#### [Task item]
Your answer should be the lines of the material that include the word "tank".

#### [Records provided]

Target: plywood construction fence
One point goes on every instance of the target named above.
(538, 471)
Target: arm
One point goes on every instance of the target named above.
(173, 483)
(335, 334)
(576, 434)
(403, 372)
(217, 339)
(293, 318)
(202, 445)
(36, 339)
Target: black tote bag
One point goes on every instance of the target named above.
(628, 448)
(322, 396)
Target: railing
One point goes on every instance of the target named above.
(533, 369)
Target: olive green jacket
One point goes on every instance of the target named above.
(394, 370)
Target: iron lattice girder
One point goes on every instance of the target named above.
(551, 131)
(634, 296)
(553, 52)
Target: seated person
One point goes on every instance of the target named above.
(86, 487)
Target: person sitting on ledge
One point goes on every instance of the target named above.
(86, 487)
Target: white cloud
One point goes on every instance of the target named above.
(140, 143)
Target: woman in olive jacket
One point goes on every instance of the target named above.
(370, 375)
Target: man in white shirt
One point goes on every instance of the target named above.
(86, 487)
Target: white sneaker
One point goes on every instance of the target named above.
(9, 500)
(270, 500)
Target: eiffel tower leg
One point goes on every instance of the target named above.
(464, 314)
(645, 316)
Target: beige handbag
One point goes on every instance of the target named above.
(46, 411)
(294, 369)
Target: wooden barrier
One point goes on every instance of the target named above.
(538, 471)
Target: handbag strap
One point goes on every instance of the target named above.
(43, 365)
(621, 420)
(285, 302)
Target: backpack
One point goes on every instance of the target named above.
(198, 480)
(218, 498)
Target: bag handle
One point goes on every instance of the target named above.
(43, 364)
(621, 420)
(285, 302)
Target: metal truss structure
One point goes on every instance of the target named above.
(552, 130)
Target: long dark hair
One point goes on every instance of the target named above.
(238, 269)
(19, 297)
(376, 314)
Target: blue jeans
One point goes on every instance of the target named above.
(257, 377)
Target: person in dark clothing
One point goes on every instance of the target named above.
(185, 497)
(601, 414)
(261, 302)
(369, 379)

---

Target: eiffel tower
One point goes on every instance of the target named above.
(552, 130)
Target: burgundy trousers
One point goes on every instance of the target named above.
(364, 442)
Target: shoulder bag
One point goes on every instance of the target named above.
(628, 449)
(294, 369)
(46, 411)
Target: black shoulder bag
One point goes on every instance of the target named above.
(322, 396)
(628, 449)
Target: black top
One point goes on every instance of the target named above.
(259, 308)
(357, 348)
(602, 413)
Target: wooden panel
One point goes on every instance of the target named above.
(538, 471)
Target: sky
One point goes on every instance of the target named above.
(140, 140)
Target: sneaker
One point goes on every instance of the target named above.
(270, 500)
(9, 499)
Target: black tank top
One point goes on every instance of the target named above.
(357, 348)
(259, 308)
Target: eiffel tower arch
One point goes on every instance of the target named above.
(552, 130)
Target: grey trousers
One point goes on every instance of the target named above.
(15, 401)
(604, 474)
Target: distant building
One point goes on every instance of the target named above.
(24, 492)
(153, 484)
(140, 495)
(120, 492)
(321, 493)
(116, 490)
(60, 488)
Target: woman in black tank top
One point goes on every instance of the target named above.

#### [Task output]
Target: black tank top
Target: woman in black tank top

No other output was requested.